[Opening PROVIDED INFORMATION section]

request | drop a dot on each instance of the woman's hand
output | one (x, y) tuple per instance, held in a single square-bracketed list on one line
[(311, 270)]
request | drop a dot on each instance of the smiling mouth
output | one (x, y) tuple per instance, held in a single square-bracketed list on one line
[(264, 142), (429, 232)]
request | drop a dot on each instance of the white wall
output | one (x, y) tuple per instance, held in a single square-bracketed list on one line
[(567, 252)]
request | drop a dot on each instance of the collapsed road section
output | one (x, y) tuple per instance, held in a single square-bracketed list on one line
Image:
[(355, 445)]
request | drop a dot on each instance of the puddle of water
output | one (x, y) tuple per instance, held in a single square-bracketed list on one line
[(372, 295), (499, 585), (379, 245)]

[Closing PROVIDED INFORMATION section]

(WHAT YOU ARE ASKED TO DO) For the word "each", state the number of lines in the listing that contain it and nothing further.

(SOLUTION TO THIS EXERCISE) 5